(Task requirements): Copy the lines below, replacing each "stone block" with "brick wall" and changing nothing else.

* * * * * * *

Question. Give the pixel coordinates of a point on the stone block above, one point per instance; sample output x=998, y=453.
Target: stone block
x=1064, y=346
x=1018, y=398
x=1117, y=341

* * * * * * *

(Exercise answer):
Question. Give the pixel coordinates of a point on the brick wall above, one point per instance; sample output x=998, y=453.
Target: brick wall
x=1064, y=346
x=1018, y=398
x=1117, y=341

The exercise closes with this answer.